● **Exercise directions**
List each line of the items below that contains the string "stone". Reproduce every matching line in full.

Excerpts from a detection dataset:
● ● ● ● ●

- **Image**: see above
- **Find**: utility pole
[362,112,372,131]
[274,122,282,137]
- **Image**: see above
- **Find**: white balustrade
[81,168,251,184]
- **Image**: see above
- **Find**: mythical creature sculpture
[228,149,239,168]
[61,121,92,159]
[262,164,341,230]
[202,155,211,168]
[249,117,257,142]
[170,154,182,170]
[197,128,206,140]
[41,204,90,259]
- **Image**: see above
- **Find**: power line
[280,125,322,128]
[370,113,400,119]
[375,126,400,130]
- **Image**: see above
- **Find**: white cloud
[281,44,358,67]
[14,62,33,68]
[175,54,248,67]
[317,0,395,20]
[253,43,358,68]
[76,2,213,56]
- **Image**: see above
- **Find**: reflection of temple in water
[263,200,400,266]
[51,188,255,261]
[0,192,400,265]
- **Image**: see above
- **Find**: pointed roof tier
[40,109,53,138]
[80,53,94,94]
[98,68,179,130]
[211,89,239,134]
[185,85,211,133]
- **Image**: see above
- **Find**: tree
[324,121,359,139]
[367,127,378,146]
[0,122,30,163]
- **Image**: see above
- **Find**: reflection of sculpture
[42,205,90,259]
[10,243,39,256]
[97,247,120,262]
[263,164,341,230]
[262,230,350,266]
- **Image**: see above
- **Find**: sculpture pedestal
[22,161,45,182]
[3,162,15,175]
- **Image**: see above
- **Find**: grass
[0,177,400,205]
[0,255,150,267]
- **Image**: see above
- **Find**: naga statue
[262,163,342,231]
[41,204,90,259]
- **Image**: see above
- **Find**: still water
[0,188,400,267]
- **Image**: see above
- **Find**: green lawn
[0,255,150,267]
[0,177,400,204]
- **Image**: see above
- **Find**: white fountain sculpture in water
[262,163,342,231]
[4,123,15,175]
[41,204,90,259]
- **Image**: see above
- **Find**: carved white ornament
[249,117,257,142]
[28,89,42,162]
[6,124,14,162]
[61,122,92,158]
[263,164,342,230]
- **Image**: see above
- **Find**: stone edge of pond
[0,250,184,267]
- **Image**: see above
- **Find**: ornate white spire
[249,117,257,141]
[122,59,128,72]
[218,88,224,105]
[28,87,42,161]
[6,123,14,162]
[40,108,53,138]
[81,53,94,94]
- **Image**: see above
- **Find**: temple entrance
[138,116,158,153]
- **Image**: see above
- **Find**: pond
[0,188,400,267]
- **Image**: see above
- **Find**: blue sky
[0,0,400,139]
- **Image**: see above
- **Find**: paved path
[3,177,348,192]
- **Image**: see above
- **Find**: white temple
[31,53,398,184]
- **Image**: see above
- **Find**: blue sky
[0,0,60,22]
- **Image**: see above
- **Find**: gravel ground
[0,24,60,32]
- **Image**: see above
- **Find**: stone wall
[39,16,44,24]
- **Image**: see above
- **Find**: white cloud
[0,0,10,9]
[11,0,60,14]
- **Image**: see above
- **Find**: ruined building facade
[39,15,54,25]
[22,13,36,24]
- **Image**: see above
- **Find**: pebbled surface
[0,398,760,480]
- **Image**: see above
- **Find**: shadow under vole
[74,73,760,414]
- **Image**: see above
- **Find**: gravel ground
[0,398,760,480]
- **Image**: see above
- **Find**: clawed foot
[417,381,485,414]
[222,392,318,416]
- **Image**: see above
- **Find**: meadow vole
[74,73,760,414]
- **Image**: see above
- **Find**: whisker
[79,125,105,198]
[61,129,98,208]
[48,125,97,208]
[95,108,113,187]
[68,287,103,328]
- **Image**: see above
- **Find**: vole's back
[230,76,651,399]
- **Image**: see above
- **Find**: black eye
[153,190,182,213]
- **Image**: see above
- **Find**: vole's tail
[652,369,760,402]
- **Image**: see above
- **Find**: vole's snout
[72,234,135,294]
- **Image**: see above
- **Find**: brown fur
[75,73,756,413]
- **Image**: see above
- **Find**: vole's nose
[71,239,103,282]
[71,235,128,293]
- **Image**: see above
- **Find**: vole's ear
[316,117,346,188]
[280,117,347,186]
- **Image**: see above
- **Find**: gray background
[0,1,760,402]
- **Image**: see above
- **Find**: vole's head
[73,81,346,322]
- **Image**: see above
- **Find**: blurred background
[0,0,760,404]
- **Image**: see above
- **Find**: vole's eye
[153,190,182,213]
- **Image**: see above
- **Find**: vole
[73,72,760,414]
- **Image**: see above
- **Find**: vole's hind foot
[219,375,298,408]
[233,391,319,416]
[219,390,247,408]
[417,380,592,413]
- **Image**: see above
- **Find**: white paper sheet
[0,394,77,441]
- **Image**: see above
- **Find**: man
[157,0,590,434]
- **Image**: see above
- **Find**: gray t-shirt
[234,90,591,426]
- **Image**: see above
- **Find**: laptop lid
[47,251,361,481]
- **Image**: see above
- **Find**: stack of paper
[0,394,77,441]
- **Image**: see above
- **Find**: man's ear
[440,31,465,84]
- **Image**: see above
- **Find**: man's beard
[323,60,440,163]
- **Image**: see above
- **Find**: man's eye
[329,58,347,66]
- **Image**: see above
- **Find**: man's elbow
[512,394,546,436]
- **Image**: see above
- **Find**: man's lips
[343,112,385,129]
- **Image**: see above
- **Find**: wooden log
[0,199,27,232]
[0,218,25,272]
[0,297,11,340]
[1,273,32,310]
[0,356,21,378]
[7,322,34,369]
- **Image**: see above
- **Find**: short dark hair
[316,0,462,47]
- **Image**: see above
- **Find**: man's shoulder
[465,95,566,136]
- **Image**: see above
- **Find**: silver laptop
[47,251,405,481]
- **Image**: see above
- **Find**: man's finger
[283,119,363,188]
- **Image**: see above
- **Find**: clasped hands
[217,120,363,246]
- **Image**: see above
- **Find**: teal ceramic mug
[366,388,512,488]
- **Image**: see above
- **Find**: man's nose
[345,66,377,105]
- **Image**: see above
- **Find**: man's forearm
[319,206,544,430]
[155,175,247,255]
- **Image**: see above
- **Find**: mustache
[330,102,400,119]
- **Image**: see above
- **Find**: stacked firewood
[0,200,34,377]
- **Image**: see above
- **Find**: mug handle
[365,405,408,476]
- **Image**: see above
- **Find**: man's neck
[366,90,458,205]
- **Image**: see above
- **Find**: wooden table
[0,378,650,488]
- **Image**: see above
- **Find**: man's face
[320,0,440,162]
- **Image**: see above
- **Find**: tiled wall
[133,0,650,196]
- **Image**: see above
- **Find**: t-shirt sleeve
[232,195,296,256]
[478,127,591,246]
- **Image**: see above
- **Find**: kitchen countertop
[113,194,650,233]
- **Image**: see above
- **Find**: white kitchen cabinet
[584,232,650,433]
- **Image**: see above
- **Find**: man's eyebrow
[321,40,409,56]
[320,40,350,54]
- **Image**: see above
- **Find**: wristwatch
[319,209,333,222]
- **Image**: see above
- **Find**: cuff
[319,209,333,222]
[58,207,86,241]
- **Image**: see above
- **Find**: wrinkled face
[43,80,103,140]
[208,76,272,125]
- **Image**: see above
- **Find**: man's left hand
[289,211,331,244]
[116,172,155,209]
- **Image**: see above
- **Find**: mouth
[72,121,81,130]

● ● ● ● ●

● **Written response**
- **Find**: stone edge of pond
- **Find**: stone wall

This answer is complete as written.